= Given task A =
Print the passage on the faculty representative to the Board, starting at "On September 20, the" and ending at "manner, an election.".
= Given task B =
List every calendar date with a month and day that appears in the passage on the faculty representative to the Board.

= Selection =
On September 20, the Executive Committee of the University of Virginia Chapter of the American Association of University Professors (AAUP) sent a letter to the Rector and the Chair of the Faculty Senate, objecting to the appointment of Ms. Riley as Board Member on the basis that it did not comport with the BOV’s own manual and based on the principle that faculty should be allowed to elect their own representatives, noting that the faculty have had no member on the Board since May 31, 2018, by any standard. The AAUP Chapter called for the immediate selection of such representative for the 2018-19 year by the procedurally correct manner, an election.

 

On October 4, 2018, the Executive Council of the Faculty Senate sent a letter to the Rector of the BOV stating: “we would like to respectfully request that we set up a shared working committee with members of the BOV to craft mutually agreed upon/mutually beneficial procedures for selecting the faculty representative in future years.”  The statement is the product of a failed attempts by the drafting committee that was overruled by the Senate presiding officers and neglectsed some senators’ demand that the Senate take remedial action this academic year, and treated the existing codified procedure as if it did not exist.  In an email about the letter, the Chair referred to the AAUP letter that had been previously sent to the Board claiming that since that letter had made the points the Senate had intended to, the Senate’s letter was modified appropriately. However, it is interesting to note that the AAUP letter had called for an immediate election for the 2018-19 term but the Senate’s letter to the Board did not reflect this demand.

 

On October 19, the Senate Executive Council met with Rector of the BOV. The meeting was not well attended nor did it have a quorum of Executive Council members. As reported there was still significant disagreement over the meaning of Board manual section 2.22 related to the election of a faculty member to serve as faculty representative to the Board. The primary issue remained as to whether the faculty were going to be able to choose their representative to the Board or would the Board choose the representative without an election. During the meeting the Rector mentioned they might like to have up to five names sent to them. Also, during the meeting when an Executive Council Member raised objections, the Rector commented that the Board could just terminate the position to which the Senator responded ’you wouldn’t want to have that in the press.’ There was no resolution about the matter resultant from this meeting.

= Recorded information =
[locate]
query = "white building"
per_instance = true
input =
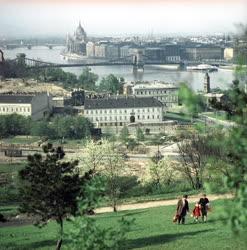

= Finished answer A =
On September 20, the Executive Committee of the University of Virginia Chapter of the American Association of University Professors (AAUP) sent a letter to the Rector and the Chair of the Faculty Senate, objecting to the appointment of Ms. Riley as Board Member on the basis that it did not comport with the BOV’s own manual and based on the principle that faculty should be allowed to elect their own representatives, noting that the faculty have had no member on the Board since May 31, 2018, by any standard. The AAUP Chapter called for the immediate selection of such representative for the 2018-19 year by the procedurally correct manner, an election.

= Finished answer B =
September 20
May 31, 2018
October 4, 2018
October 19